[Exercise task]:
Can you print every one of the entries below again, word for word and in the same order?

[Given entries]:
══════════

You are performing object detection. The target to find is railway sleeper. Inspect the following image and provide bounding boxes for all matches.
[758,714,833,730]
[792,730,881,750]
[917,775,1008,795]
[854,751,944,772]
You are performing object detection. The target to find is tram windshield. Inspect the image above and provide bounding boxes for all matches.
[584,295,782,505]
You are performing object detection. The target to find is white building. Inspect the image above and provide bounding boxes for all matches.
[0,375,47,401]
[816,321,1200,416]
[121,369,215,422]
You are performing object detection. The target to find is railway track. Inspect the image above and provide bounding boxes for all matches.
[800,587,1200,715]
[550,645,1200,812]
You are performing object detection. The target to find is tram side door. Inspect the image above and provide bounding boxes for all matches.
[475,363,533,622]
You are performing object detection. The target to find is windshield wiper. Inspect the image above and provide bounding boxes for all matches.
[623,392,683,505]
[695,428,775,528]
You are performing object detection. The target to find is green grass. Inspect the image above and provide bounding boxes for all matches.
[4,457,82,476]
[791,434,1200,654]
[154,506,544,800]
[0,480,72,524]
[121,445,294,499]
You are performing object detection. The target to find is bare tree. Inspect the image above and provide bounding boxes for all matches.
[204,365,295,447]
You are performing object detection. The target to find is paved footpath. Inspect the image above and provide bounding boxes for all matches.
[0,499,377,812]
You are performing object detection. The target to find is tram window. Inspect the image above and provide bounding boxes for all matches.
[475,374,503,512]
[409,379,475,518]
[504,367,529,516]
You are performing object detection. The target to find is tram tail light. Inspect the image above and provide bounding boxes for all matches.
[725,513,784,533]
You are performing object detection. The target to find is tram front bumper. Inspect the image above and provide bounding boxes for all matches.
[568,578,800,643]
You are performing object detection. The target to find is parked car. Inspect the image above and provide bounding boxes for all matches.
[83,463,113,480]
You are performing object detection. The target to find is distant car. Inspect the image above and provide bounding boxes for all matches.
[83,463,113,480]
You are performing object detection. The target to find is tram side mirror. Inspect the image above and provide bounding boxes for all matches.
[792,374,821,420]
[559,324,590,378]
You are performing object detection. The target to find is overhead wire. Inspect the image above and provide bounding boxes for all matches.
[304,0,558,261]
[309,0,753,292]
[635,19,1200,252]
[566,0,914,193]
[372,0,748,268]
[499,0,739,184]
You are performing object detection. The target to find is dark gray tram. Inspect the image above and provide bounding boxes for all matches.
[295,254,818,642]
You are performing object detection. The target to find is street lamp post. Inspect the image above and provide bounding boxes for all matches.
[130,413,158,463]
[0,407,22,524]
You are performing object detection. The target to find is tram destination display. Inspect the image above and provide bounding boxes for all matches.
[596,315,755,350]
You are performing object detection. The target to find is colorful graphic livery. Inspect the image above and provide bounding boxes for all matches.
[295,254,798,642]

══════════

[Solution to this task]:
You are performing object detection. The target to find is railway sleeper. Inspect the following image and provide bounding boxes for all matches.
[758,714,833,730]
[792,730,881,750]
[917,775,1008,795]
[854,751,944,772]
You are performing object detection. The target to find is tram windshield. Inspect the image above and provide bounding boxes for all matches.
[584,295,782,505]
You are performing object detection. The target to find is white building. Inspect the image above and provide bounding boxes for all matches.
[0,375,47,401]
[816,321,1200,416]
[121,369,215,422]
You are performing object detection. The target to find is railway track. Inspect the image above and provide bounding boxes for all matches.
[800,587,1200,715]
[550,645,1200,812]
You are performing object detection. The target to find is tram side door. Inspect the image above and provide bounding boxes for all matches.
[475,363,533,622]
You are performing object detection. The target to find is windshield wiper. Inspect the image above and provide bounding boxes for all matches.
[623,392,683,505]
[695,428,775,528]
You are performing object detection. The target to find is green grass. Inspect the image above and provide bounding boxes for all matches.
[4,457,82,476]
[791,434,1200,654]
[154,506,544,800]
[0,480,72,524]
[121,445,294,499]
You are performing object detection. The target to find is bare tree. Inspect the image above and provide bounding boxes for all matches.
[204,365,295,447]
You are performing object detection. The target to find is paved footpath. Inspect the image above and provide bounding boxes for all matches.
[0,499,377,812]
You are performing object detection. The target to find is tram window. Inspect the image above and provide bounding boxes for all matches.
[475,374,503,512]
[409,379,475,518]
[504,367,529,516]
You are performing object detection. The target to find is tram tail light. Inspect the image above and provide bounding boxes for all matches.
[725,513,784,533]
You are performing object detection. The target to find is tram front bumper. Inspect the image above and provide bounding boxes for all matches.
[568,578,800,643]
You are performing object detection. The target to find is parked car. Inspect the image above and provide bounding boxes for all matches.
[83,463,113,480]
You are performing object detection. The target to find is distant car. Inspect the image above and provide bounding boxes for all matches.
[83,463,113,480]
You are performing object detection. The target to find is tram side mirror. Inspect the image above and provide bounding boxes for all matches.
[792,374,821,420]
[559,324,590,378]
You are performing object detection. The target to find is overhead wire. Inspect the image above and provide bounding boxes for all matches.
[304,0,558,261]
[309,0,753,292]
[635,19,1200,252]
[566,0,914,193]
[372,0,748,268]
[499,0,739,184]
You are performing object detection. The target to find is dark gray tram. Inspect the image above and provide bounding boxes for all matches.
[295,254,818,642]
You are performing object detection. The target to find is street lamp post. Inspect the image above and provide bounding boxes for all matches.
[130,413,158,463]
[0,407,22,524]
You are performing object detection. The target to find is tram destination display. Inspect the image above and provide bounding boxes for all matches.
[596,315,755,350]
You are performing object detection. The target to find is colorful graphic livery. Inspect the image above and provide bounding boxes for all matches.
[295,254,798,642]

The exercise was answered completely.